TASK TO COMPLETE
The reply must be the number of lines in the following material that include the word "below", and nothing more.

DATASET ENTRIES
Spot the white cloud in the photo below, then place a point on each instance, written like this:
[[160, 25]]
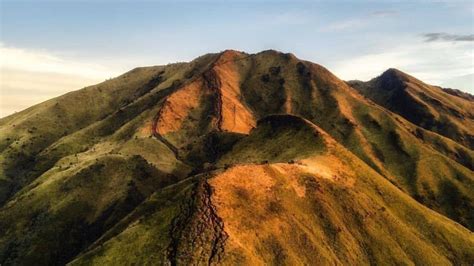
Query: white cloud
[[28, 77], [434, 63]]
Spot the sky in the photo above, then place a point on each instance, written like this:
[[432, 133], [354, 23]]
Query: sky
[[48, 48]]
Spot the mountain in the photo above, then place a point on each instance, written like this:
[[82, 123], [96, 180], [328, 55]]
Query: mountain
[[449, 114], [237, 158]]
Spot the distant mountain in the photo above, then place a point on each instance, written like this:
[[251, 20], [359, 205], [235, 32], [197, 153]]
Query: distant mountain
[[238, 158], [449, 114]]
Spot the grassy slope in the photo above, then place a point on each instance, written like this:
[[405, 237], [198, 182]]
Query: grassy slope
[[427, 106], [397, 149], [324, 207]]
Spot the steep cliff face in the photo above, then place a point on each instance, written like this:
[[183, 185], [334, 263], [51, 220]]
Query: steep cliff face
[[239, 158]]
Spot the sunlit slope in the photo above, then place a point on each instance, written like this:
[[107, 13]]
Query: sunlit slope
[[442, 111], [324, 207]]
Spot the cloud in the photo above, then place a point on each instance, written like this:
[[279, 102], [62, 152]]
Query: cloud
[[383, 13], [440, 36], [358, 22], [42, 61], [433, 62], [28, 77]]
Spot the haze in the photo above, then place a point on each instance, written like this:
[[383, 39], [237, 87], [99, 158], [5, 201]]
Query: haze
[[50, 48]]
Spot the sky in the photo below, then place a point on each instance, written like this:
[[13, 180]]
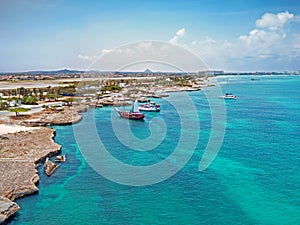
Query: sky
[[230, 35]]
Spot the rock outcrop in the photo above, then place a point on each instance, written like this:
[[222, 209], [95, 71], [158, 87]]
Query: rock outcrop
[[7, 208], [50, 167], [19, 155]]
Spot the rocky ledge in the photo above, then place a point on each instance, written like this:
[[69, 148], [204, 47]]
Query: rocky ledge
[[7, 208], [55, 116], [19, 155], [50, 167]]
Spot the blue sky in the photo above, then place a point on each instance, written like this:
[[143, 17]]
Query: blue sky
[[234, 35]]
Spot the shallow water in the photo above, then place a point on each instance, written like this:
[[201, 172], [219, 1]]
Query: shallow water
[[255, 178]]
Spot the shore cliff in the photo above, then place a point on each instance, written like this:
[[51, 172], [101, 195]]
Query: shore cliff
[[21, 152]]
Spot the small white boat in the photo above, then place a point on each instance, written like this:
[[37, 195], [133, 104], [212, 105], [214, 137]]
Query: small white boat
[[228, 96], [151, 107]]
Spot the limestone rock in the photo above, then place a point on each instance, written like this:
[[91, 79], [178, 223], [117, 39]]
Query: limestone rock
[[49, 167], [7, 208]]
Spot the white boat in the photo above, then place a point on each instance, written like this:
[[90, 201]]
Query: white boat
[[228, 96], [151, 107]]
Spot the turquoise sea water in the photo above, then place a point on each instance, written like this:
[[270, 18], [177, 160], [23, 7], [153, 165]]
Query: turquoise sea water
[[255, 178]]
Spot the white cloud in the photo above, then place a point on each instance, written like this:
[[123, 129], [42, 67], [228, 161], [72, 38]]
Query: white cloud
[[104, 51], [274, 21], [86, 57], [270, 41], [180, 33], [194, 43]]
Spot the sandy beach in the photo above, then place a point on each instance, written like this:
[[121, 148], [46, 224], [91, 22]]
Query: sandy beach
[[8, 129]]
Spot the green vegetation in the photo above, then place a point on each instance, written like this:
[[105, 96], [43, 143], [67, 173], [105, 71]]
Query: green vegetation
[[18, 110], [29, 100], [69, 101], [52, 97]]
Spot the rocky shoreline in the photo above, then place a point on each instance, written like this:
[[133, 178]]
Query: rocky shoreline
[[21, 153]]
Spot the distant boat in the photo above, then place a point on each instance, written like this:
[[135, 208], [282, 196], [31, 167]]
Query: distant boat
[[151, 107], [228, 96], [133, 114]]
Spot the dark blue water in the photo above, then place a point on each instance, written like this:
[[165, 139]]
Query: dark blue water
[[255, 178]]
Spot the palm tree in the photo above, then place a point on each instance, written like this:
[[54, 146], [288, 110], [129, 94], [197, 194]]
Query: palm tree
[[18, 110]]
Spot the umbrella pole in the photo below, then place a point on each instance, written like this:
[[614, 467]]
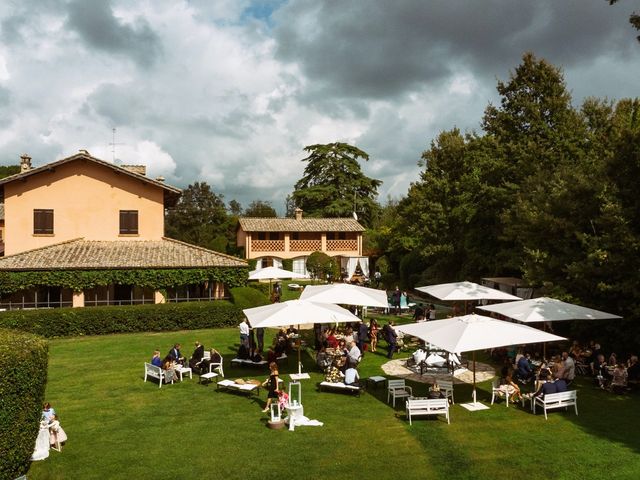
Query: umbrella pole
[[474, 376]]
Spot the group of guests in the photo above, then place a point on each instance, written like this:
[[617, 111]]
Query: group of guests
[[51, 434], [175, 359]]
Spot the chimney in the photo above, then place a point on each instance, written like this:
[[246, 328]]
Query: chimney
[[139, 169], [25, 163]]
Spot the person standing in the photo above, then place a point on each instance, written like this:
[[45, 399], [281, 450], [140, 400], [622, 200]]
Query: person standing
[[392, 338], [244, 333], [273, 385]]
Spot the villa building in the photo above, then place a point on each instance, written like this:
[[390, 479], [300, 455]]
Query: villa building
[[82, 232], [271, 240]]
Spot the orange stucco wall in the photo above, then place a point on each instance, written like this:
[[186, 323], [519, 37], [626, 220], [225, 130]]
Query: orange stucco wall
[[86, 199]]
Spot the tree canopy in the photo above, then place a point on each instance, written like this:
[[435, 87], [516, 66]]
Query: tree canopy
[[333, 184]]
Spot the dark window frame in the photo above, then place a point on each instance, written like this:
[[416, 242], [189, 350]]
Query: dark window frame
[[129, 222], [43, 221]]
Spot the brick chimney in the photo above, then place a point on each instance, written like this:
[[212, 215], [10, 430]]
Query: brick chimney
[[25, 163], [139, 169]]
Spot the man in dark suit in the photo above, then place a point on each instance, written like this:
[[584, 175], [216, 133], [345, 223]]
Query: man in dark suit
[[197, 355], [175, 354]]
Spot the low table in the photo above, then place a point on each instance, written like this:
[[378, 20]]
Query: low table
[[376, 379], [183, 370]]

REPLY TO THE TASK
3